Return verbatim the run of lines that opens with the line holding "One point per instance, each like (319, 325)." and closes with the last line of the records.

---------- Records shown ----------

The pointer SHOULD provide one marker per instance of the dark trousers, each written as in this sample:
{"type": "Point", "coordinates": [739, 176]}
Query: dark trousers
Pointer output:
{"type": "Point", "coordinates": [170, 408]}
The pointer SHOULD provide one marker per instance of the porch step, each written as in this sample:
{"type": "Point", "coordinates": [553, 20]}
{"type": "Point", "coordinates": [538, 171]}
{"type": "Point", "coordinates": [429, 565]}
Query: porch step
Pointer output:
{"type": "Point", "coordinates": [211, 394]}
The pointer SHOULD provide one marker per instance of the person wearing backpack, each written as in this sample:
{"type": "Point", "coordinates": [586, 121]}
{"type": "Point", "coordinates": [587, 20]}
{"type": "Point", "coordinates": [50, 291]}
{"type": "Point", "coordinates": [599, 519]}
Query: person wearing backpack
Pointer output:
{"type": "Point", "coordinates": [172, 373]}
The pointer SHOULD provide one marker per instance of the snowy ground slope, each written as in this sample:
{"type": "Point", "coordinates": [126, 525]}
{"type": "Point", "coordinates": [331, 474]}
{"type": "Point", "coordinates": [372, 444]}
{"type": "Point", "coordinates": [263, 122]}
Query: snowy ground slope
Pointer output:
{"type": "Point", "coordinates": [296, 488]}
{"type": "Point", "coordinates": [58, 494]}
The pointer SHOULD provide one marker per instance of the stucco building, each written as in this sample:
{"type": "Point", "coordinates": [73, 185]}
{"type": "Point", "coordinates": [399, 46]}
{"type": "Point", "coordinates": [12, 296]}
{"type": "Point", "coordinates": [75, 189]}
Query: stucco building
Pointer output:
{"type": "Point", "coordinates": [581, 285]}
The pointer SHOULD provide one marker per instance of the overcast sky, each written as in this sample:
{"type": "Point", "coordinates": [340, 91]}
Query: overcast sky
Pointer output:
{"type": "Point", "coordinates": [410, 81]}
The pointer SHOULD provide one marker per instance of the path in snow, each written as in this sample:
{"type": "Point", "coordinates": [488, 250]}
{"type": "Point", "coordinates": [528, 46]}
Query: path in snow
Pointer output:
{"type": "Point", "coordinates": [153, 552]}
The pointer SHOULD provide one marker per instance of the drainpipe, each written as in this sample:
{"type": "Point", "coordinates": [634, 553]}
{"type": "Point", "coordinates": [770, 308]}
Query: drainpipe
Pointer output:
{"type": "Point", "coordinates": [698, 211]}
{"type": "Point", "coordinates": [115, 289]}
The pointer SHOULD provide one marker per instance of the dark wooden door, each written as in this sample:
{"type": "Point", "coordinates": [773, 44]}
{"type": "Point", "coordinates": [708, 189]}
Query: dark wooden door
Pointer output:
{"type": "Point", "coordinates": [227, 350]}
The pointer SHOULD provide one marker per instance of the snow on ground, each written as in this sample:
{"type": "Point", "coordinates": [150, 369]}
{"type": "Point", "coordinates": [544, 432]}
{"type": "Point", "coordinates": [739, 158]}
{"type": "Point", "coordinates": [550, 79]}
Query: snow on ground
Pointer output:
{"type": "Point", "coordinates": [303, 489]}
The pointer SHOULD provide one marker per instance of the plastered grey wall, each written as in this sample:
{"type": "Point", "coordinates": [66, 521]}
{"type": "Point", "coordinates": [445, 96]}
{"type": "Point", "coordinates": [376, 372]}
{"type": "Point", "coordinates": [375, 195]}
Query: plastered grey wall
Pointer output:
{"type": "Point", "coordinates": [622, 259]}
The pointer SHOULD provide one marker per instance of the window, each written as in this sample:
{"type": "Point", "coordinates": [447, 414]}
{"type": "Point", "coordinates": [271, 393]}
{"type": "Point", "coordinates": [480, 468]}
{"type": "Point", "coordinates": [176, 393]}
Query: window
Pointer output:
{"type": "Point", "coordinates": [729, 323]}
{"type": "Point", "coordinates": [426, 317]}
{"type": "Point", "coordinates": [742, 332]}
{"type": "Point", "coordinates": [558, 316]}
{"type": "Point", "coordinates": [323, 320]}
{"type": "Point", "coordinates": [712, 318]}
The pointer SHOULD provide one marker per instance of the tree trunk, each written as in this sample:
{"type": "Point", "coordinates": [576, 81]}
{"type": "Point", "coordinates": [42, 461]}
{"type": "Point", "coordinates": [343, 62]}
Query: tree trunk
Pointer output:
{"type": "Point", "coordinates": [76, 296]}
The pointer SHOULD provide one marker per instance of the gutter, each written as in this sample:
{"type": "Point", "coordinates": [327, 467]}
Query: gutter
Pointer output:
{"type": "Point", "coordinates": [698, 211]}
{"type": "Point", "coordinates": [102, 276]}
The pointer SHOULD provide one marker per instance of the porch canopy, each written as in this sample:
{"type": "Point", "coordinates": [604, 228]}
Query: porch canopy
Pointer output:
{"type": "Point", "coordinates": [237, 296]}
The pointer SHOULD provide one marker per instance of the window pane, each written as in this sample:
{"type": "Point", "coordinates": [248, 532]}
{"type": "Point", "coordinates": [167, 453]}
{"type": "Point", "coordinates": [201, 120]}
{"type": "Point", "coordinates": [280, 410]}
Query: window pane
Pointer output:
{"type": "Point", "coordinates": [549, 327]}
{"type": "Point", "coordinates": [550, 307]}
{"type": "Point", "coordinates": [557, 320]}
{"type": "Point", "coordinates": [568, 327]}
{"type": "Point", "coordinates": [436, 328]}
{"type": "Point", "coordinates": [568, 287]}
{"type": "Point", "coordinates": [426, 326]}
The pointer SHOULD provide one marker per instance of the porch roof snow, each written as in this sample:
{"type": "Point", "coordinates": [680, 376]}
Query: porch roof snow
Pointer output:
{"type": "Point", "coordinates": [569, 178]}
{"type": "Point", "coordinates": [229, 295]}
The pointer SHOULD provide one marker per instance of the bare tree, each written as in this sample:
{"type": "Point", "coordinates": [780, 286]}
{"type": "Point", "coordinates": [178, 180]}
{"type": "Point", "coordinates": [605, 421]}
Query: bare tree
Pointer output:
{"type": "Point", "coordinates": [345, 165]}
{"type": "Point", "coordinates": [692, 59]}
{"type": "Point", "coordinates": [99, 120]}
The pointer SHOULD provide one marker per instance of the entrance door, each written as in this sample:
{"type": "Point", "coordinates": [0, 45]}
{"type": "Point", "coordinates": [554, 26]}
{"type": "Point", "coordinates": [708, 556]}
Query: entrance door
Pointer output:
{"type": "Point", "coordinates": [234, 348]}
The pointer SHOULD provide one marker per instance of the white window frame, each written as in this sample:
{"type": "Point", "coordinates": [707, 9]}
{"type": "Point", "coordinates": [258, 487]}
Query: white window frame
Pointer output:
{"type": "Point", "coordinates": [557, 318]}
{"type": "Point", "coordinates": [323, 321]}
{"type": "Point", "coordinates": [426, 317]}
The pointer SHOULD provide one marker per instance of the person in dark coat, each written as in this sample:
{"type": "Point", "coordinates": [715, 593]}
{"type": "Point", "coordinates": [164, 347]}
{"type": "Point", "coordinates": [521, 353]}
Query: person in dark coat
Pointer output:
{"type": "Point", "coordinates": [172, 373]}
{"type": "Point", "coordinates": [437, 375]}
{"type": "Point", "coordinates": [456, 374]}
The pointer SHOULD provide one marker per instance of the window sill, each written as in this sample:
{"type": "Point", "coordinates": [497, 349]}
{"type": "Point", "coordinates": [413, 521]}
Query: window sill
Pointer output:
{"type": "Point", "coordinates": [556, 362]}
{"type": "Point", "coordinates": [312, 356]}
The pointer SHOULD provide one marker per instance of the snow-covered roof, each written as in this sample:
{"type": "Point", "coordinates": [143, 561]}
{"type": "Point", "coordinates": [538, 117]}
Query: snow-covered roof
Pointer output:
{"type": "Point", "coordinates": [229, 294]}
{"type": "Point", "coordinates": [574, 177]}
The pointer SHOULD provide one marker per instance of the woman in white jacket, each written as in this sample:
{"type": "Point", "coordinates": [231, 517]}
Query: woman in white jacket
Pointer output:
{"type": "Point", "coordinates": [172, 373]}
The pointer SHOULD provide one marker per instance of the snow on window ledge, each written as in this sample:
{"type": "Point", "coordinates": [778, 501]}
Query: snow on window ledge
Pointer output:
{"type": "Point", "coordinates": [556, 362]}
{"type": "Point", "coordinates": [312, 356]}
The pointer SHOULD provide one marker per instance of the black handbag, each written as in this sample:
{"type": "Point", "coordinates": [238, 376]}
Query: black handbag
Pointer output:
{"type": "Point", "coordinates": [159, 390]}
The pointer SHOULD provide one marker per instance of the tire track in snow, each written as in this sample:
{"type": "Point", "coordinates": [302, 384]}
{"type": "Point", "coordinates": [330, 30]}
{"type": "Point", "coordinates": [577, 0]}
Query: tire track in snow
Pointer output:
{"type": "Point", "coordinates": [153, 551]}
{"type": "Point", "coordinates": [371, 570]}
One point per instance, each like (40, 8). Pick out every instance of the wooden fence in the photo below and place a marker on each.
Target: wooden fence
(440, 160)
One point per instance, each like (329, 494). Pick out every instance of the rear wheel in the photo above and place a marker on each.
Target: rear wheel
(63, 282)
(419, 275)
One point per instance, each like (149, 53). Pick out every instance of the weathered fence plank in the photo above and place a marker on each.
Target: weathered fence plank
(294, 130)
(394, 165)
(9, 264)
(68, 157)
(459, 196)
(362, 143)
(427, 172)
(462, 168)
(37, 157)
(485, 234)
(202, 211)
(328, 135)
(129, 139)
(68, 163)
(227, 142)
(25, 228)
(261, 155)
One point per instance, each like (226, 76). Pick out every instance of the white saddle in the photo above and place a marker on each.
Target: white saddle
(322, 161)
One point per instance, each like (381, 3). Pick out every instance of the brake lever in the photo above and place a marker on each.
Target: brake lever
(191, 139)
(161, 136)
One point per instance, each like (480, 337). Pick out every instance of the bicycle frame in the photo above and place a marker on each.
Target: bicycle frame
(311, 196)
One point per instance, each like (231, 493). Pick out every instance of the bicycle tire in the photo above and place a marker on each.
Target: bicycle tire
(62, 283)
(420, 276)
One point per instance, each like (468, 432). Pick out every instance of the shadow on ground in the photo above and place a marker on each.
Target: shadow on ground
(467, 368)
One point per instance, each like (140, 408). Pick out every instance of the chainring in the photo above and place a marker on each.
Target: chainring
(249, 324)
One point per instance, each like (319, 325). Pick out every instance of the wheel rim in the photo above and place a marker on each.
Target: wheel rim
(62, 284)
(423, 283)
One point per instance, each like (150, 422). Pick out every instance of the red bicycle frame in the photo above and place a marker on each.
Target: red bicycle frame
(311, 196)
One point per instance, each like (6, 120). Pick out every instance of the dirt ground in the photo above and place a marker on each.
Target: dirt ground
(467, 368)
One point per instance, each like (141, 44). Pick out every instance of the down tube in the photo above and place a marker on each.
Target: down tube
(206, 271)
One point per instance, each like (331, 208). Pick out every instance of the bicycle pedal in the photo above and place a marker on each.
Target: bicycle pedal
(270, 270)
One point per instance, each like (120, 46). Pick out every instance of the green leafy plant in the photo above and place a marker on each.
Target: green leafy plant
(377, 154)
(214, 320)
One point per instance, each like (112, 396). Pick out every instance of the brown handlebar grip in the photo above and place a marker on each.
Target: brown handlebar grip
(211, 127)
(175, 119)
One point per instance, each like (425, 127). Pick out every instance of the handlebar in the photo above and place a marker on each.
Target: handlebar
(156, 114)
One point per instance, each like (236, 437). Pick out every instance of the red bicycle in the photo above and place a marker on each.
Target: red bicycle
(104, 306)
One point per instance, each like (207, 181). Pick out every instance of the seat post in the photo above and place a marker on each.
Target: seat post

----------

- Solution to this task -
One point per instance, each like (319, 325). Pick out every instance of the wheel rim in the photo above and place a marker on each.
Target: wheel rim
(62, 284)
(423, 283)
One point per instance, each like (150, 422). Pick out every instance of the red bicycle frame in the photo above and place a marker on each.
Target: red bicycle frame
(311, 196)
One point per instance, each like (6, 120). Pick out every instance of the dirt ground in the photo above and place a marker on each.
Target: dirt ground
(467, 368)
One point per instance, each like (141, 44). Pick out every instance of the down tube in the photo above and place a marker on each.
Target: down tube
(206, 271)
One point per instance, each like (331, 208). Pick out every instance of the bicycle pedal in the photo above and place a marker on each.
Target: bicycle pedal
(270, 270)
One point per instance, each like (120, 46). Pick out every instance of the green leafy plant in the photo above and place a marker on each.
Target: green leafy plant
(377, 154)
(214, 320)
One point per instance, each like (112, 396). Pick out every instance of the brown handlebar grip in the photo above and place a marker on each.
Target: brown handlebar grip
(211, 127)
(175, 119)
One point per instance, each like (425, 127). Pick out every instance of the handlebar in the photo above and place a marker on each.
Target: handlebar
(156, 114)
One point per instance, each like (236, 437). Pick out every instance of the red bicycle in the photo above and place a marker on each.
Target: red bicycle
(104, 306)
One point per instance, each like (207, 181). Pick out every instance of the seat post in the photo above and place a marker on each.
Target: seat post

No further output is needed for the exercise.